Print the whole listing again exactly as it stands, leaving out any images.
- - -
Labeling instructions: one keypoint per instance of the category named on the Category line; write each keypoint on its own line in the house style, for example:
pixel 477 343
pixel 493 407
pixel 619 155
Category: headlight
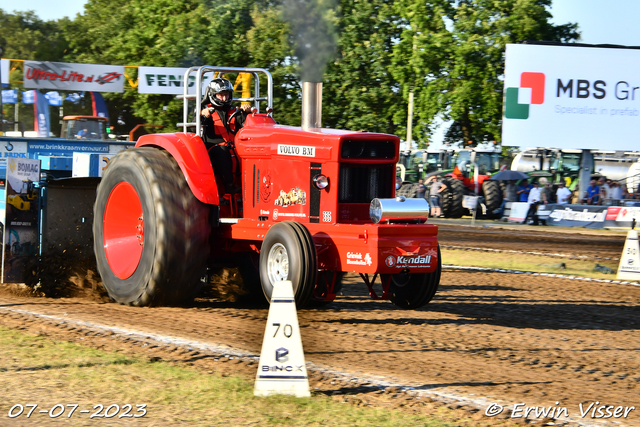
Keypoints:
pixel 321 181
- - -
#### Task output
Labeling instructions: one keypoint per instance of the category named on the Category line; write each keypoint on its own line in the house style, for example:
pixel 477 343
pixel 493 407
pixel 619 155
Category: headlight
Keypoints:
pixel 321 181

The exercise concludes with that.